## CONSIGNES DE L'EXERCICE
**1)** Condensez, dans la décision T. Evans Electric Ltd., le paragraphe qui commence par « Les appels interjetés contre les nouvelles cotisations » en conservant ses faits essentiels.
**2)** Rédigez la suite de la décision T. Evans Electric Ltd. à partir de sa dernière ligne, « Le juge Miller, C.C.I. ».

**** BLOC DE TEXTE

T. EVANS ELECTRIC LTD.,

appelante,

et

SA MAJESTÉ LA REINE,

intimée.

Appels entendus avec l'appel de T. Evans Electric Ltd. (2002-659(GST))I)

le 1er octobre 2002, à Winnipeg (Manitoba), par

l'honorable juge Campbell J. Miller

Comparutions

Représentante de l'appelante :               Laurie Baird

Avocate de l'intimée :                           Me Laurel Irvine

JUGEMENT

          Les appels interjetés contre les nouvelles cotisations fiscales établies en vertu de la Loi de l'impôt sur le revenu pour les années d'imposition 1997, 1998 et 1999 sont accueillis et les nouvelles cotisations déférées au ministre du Revenu national pour nouvel examen et nouvelles cotisations en tenant compte du fait que les dépenses que l'appelante avait le droit de déduire relativement aux expéditions de pêche par avion ne devraient pas être limitées à 50 % en vertu de l'article 67.1 de la Loi.

Signé à Ottawa, Canada, ce 10e jour d'octobre 2002.

« Campbell J. Miller »

J.C.C.I.

Traduction certifiée conforme

ce 10e jour de septembre 2003.

Erich Klein, réviseur


[TRADUCTION FRANÇAISE OFFICIELLE]

2002-659(GST)I

ENTRE :

T. EVANS ELECTRIC LTD.,

appelante,

et

SA MAJESTÉ LA REINE,

intimée.

Appel entendu avec les appels de T. Evans Electric Ltd. (2002-660(IT)I)

le 1er octobre 2002, à Winnipeg (Manitoba), par

l'honorable juge Campbell J. Miller

Comparutions

Représentante de l'appelante :               Laurie Baird

Avocate de l'intimée :                           Me Laurel Irvine

JUGEMENT

          L'appel de la cotisation établie en vertu de la Loi sur la taxe d'accise, dont l'avis est daté du 15 juin 2000 et porte le numéro 09CR0006650, pour la période de déclaration du 1er février 1997 au 30 avril 1999, est accueilli et la cotisation est annulée.


Signé à Ottawa, Canada, ce 10e jour d'octobre 2002.

« Campbell J. Miller »

J.C.C.I.

Traduction certifiée conforme

ce 10e jour de septembre 2003.

Erich Klein, réviseur


[TRADUCTION FRANÇAISE OFFICIELLE]

Date: 20021010

Dossier: 2002-659(GST)I

2002-660(IT)I

ENTRE :

T. EVANS ELECTRIC LTD.

appelante,

et

SA MAJESTÉ LA REINE,

intimée.

MOTIFS DU JUGEMENT

Le juge Miller, C.C.I.

********
**** DONNÉES EXTRAITES

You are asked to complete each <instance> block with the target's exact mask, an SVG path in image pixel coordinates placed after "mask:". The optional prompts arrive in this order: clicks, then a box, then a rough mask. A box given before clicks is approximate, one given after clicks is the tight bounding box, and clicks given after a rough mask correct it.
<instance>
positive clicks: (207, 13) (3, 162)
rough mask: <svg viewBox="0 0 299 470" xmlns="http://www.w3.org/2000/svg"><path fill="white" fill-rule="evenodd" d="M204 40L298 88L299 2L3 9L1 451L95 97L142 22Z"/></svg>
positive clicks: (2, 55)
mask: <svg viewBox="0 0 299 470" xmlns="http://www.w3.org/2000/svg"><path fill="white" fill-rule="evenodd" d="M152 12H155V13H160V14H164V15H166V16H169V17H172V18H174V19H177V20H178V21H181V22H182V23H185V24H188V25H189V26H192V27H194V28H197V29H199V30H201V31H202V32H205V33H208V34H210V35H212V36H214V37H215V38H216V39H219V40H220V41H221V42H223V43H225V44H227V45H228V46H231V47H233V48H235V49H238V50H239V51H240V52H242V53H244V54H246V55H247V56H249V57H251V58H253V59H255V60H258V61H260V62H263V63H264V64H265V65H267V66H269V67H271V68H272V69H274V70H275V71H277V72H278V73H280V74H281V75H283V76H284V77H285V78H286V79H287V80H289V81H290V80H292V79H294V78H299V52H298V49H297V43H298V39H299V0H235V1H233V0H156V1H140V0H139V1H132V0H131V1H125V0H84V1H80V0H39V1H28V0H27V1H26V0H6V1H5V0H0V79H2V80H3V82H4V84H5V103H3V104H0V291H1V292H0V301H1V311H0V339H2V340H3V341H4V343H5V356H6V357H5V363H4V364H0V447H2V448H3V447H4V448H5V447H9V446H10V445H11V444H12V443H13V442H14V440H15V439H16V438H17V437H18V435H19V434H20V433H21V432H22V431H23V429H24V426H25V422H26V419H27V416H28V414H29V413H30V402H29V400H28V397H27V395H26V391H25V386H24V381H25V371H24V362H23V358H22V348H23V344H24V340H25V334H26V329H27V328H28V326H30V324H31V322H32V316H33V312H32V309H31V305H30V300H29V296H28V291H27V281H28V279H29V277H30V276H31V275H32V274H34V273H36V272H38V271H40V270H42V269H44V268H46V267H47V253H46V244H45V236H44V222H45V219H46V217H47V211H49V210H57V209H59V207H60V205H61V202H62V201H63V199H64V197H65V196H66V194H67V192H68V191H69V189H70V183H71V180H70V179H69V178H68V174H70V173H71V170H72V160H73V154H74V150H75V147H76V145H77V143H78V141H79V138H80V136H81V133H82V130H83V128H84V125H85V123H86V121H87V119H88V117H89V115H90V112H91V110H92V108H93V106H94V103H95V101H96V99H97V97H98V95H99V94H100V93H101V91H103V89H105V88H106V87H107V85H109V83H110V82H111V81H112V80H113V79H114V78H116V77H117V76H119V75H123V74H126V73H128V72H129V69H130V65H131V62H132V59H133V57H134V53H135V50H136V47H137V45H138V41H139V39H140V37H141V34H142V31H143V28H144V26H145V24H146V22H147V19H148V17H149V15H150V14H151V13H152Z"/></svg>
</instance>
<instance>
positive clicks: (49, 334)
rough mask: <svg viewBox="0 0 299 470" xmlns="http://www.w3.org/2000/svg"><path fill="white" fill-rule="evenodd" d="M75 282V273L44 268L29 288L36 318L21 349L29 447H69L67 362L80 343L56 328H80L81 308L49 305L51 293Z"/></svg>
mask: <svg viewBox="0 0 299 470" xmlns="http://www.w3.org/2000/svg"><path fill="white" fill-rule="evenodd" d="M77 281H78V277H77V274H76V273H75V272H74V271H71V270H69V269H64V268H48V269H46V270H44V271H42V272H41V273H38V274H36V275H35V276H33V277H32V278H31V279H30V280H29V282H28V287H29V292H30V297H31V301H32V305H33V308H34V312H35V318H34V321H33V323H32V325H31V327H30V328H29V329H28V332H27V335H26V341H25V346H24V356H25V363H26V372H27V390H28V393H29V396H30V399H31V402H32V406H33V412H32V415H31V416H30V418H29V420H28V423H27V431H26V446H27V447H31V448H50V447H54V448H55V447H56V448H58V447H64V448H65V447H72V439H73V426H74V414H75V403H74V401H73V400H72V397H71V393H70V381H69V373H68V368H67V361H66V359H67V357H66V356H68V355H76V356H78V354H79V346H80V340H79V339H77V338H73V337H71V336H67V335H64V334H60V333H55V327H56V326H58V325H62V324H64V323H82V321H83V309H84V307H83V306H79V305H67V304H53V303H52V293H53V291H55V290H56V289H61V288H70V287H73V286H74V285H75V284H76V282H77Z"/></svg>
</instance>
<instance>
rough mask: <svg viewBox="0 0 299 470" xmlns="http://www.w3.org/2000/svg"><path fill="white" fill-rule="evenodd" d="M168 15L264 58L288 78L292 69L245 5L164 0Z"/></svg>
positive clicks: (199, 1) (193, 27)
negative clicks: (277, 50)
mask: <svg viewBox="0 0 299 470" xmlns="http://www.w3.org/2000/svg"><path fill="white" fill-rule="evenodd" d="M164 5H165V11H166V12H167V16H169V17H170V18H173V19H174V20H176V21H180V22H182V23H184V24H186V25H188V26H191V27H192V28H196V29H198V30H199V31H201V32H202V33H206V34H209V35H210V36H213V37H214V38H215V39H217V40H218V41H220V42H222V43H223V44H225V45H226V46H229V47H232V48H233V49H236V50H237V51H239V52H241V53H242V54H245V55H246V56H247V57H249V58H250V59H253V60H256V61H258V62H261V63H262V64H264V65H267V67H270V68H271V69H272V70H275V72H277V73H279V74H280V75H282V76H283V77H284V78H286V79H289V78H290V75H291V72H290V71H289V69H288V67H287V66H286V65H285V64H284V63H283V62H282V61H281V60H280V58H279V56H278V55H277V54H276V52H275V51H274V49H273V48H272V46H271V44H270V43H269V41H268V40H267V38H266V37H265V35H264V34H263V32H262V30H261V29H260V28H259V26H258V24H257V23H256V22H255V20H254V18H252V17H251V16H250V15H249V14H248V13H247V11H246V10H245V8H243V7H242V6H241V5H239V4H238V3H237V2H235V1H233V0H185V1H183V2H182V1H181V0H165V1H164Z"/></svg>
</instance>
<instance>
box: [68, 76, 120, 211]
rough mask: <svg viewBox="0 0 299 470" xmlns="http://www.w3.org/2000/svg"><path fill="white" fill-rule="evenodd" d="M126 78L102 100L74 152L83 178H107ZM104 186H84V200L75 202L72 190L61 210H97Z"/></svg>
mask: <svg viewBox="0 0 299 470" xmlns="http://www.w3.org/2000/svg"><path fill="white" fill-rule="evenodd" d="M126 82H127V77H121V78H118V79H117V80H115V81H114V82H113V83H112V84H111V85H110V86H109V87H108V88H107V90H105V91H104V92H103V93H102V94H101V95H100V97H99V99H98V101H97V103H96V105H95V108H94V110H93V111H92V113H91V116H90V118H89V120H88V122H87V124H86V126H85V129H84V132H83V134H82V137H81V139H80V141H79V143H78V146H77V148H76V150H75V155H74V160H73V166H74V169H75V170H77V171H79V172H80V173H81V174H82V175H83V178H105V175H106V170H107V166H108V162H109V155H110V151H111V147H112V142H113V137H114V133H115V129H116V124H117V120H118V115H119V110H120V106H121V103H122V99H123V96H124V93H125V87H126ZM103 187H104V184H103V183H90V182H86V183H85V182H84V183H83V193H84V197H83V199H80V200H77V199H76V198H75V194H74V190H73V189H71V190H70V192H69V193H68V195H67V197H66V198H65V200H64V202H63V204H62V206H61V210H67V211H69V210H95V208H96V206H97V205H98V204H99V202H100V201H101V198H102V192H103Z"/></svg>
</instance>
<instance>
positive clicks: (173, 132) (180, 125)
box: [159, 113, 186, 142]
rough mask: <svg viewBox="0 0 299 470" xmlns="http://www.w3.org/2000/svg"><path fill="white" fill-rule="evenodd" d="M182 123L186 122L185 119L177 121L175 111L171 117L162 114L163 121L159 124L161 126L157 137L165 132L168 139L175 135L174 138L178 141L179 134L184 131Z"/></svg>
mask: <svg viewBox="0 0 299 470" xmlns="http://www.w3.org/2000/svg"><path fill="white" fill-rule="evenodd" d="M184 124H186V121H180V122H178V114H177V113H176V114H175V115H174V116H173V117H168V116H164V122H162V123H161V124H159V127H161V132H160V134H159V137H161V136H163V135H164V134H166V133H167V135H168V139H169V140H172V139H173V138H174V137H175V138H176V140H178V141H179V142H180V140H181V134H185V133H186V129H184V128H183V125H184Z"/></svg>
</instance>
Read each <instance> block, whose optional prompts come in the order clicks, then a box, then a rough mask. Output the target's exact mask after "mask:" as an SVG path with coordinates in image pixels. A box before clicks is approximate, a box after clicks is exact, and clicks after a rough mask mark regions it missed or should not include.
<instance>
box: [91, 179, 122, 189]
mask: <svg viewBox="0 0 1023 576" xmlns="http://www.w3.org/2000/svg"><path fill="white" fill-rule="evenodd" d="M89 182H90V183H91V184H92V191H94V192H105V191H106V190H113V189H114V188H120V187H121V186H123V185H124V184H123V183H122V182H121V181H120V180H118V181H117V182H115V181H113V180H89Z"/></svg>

********

## RÉPONSES DANS L'ORDRE
**1)** Les appels contre les nouvelles cotisations établies en vertu de la Loi de l'impôt sur le revenu pour 1997, 1998 et 1999 sont accueillis. Les cotisations sont renvoyées au ministre du Revenu national pour nouvel examen et nouvelles cotisations. Les dépenses déductibles de l'appelante liées aux expéditions de pêche par avion ne doivent pas être limitées à 50 % en vertu de l'article 67.1 de la Loi.

**2)**
[1]      T. Evans Electric Ltd. interjette appel, sous le régime de la procédure informelle, contre des cotisations établies en vertu de la Loi de l'impôt sur le revenu (la « LIR » ) pour les années d'imposition 1997, 1998 et 1999 et d'une décision du ministre du Revenu national prise en vertu de la Loi sur la taxe d'accise (la « LTA » ) relativement à la période du 1er février 1997 au 30 avril 1999. Dans le cas des appels en matière d'impôt sur le revenu, il s'agit de déterminer si l'appelante a le droit de déduire la totalité des dépenses liées aux expéditions de pêche d'un jour avec transport par avion offertes à ses clients, ou si la déduction est limitée à 50 % de telles dépenses conformément à l'article 67.1 de la LIR. Il s'agit également de déterminer si la déduction pour amortissement relative à l'avion de la société utilisé pour le transport des clients dans le cadre de ces expéditions de pêche est également visée par l'article 67.1 de la LIR. La réponse à ces questions déterminera si le paragraphe 236(1) de la Loi sur la taxe d'accise s'applique.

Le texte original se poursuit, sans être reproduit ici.